Source data
--- BEGIN ---
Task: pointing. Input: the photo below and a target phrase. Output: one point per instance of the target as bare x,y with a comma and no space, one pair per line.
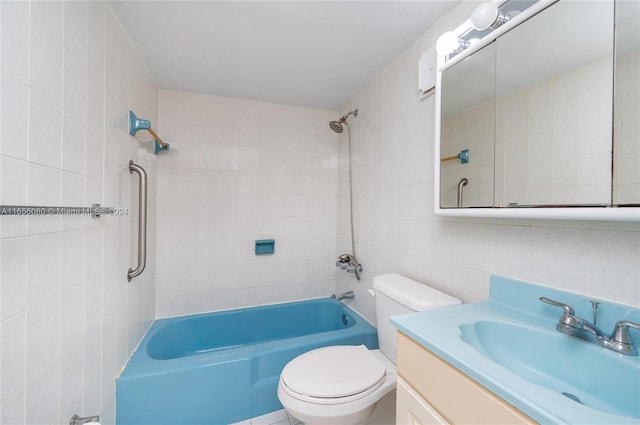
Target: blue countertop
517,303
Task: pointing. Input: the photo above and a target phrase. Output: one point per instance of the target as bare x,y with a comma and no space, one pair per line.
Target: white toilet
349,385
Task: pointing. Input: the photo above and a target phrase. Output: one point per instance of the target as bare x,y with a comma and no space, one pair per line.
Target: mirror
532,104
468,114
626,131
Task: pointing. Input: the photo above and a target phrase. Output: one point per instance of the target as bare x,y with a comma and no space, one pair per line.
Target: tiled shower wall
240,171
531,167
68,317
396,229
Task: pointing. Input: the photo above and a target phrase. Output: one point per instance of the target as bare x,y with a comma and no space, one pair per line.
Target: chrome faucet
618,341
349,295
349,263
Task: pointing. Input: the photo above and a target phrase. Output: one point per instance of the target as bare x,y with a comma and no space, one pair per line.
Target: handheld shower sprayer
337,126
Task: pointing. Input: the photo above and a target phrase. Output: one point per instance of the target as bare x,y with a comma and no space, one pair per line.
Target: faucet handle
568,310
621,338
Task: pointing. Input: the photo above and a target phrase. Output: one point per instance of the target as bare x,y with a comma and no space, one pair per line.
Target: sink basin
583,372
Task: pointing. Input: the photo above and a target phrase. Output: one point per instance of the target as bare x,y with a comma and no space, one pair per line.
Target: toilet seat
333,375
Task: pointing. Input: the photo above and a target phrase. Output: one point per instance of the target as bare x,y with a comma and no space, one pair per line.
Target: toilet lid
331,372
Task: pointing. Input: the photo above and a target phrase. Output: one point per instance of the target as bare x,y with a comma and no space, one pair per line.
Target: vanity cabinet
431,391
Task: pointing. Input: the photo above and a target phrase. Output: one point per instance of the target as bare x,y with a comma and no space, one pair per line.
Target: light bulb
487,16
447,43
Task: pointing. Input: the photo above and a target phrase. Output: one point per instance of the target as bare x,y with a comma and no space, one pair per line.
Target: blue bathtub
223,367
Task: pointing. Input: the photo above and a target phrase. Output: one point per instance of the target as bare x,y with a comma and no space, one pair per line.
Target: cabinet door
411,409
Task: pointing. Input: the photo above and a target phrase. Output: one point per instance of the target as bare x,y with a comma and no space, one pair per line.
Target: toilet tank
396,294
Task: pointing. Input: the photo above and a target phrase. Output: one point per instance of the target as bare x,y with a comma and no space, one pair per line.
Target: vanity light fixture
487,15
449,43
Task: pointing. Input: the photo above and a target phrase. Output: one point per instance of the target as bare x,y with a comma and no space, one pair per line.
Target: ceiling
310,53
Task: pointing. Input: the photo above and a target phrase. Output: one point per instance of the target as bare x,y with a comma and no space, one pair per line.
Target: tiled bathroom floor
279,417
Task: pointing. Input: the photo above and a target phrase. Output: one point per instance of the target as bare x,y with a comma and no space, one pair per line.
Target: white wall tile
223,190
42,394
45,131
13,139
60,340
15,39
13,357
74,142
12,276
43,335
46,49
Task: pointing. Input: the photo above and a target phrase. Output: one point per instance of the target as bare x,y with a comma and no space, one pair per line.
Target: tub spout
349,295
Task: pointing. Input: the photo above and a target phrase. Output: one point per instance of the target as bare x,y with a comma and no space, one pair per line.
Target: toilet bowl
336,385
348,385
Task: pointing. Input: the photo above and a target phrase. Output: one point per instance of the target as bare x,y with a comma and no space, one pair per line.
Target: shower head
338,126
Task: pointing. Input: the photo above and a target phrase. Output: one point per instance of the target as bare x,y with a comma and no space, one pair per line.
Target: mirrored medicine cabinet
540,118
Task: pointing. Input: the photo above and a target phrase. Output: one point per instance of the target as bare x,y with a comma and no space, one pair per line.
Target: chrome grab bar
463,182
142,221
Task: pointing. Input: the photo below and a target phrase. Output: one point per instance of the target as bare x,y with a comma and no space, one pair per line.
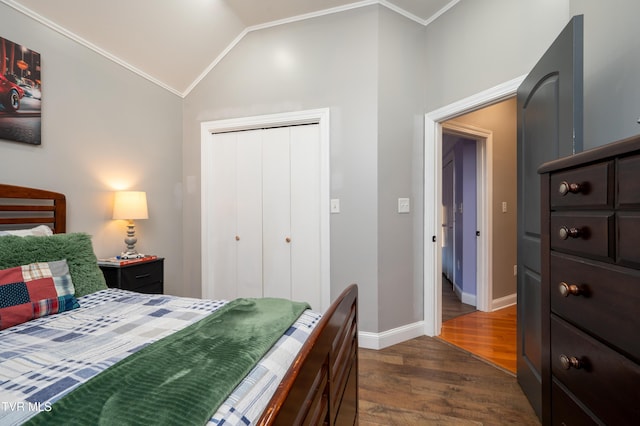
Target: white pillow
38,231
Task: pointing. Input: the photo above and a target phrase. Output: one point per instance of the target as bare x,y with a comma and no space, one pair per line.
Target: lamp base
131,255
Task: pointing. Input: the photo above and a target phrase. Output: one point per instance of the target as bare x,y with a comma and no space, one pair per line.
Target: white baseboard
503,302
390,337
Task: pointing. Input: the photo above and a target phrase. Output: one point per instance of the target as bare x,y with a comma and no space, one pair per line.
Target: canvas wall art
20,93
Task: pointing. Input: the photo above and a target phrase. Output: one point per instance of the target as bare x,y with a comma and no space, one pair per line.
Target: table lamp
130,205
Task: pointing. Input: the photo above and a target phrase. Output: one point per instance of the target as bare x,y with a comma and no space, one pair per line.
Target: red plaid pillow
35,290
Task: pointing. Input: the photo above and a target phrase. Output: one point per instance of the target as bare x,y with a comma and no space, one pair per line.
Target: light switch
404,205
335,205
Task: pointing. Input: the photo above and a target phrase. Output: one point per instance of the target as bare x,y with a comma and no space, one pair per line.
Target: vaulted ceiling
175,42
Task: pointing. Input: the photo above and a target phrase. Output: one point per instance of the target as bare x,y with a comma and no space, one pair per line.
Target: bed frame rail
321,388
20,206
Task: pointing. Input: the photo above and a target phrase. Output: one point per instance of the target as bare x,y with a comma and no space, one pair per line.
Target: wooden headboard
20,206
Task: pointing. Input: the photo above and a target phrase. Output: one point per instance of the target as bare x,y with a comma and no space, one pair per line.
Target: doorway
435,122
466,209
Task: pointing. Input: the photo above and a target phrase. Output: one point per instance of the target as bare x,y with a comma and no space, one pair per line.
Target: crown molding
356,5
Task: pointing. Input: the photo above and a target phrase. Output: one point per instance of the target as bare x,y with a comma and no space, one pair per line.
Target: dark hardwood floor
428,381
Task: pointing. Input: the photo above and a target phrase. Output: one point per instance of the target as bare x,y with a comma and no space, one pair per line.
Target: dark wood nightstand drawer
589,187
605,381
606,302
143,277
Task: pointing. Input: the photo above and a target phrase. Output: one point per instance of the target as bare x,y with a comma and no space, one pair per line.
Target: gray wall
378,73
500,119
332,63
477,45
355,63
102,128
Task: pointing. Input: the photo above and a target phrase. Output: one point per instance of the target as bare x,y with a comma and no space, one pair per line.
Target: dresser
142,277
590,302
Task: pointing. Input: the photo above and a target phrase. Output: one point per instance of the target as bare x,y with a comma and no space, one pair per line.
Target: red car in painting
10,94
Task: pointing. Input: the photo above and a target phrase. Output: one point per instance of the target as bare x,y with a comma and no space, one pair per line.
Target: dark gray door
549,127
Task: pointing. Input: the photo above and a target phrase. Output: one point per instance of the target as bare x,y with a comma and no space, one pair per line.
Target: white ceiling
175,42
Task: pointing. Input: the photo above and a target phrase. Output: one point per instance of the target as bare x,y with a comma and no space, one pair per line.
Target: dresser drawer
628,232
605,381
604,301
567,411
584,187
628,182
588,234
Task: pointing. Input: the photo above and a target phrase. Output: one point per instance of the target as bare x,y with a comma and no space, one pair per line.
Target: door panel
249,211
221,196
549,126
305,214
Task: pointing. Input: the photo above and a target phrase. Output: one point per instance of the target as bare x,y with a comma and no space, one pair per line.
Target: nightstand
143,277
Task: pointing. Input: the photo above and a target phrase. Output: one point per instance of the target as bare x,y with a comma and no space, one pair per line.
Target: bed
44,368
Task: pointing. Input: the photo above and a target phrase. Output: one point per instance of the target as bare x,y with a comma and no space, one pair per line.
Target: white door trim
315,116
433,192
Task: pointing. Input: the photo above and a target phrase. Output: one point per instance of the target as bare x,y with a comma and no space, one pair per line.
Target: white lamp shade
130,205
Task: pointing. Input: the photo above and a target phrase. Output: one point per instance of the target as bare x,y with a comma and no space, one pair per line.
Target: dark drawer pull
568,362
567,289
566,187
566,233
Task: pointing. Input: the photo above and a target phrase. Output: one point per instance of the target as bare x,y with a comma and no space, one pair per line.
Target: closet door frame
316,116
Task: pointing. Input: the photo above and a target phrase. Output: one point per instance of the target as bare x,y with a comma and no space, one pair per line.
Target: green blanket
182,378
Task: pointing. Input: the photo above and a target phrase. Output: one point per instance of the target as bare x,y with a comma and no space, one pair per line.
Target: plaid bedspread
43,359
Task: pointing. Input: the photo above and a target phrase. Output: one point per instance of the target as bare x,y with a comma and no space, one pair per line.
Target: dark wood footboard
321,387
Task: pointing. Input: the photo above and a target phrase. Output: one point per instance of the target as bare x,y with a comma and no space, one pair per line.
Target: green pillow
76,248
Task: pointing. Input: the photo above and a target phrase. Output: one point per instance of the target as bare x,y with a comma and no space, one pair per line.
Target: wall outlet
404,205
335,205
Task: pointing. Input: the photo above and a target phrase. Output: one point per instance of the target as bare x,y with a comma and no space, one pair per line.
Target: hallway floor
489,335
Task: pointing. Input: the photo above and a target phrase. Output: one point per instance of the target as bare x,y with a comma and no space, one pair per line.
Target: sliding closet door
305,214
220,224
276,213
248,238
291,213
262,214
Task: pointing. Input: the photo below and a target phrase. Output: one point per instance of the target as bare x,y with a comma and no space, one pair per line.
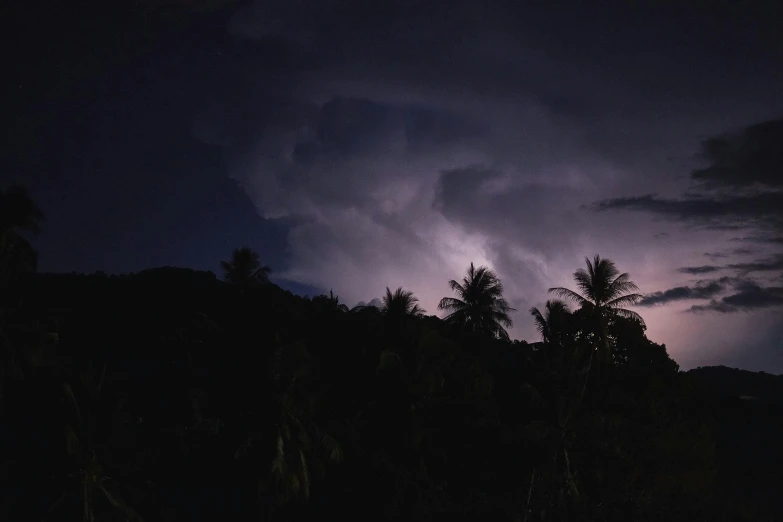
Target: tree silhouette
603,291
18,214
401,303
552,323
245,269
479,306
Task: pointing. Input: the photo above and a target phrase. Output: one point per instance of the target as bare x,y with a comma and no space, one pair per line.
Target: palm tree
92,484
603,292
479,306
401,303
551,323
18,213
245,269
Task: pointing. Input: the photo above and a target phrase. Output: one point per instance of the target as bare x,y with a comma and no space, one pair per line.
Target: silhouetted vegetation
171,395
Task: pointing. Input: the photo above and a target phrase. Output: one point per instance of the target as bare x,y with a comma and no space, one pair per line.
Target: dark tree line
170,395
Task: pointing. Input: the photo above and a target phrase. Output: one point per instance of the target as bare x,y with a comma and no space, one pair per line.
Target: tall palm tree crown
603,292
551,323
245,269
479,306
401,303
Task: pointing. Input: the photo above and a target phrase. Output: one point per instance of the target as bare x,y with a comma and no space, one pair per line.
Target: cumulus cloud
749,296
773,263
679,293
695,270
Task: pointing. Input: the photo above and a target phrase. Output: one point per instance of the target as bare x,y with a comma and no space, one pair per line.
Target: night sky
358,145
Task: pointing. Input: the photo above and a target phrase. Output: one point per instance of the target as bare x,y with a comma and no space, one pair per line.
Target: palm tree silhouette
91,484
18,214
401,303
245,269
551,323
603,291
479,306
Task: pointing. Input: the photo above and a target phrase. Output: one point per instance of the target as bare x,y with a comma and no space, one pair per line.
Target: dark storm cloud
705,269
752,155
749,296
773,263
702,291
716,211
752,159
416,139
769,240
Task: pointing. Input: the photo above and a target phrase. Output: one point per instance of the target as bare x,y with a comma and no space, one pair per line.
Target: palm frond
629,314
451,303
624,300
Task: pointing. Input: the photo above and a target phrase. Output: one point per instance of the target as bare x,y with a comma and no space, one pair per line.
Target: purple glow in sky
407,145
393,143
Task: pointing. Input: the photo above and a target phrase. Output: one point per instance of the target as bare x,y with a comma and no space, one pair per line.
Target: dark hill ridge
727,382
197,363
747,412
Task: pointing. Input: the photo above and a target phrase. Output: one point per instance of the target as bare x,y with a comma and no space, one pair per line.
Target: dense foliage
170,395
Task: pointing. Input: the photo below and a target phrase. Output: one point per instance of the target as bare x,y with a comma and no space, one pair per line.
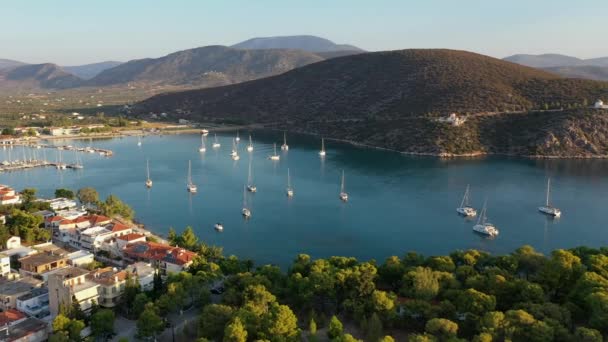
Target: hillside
--- END ---
» DIRECTION:
Find every line in the listing above that contains the word "closet", and copy each of those lines.

» TASK OUTPUT:
Target: closet door frame
Target: sliding closet door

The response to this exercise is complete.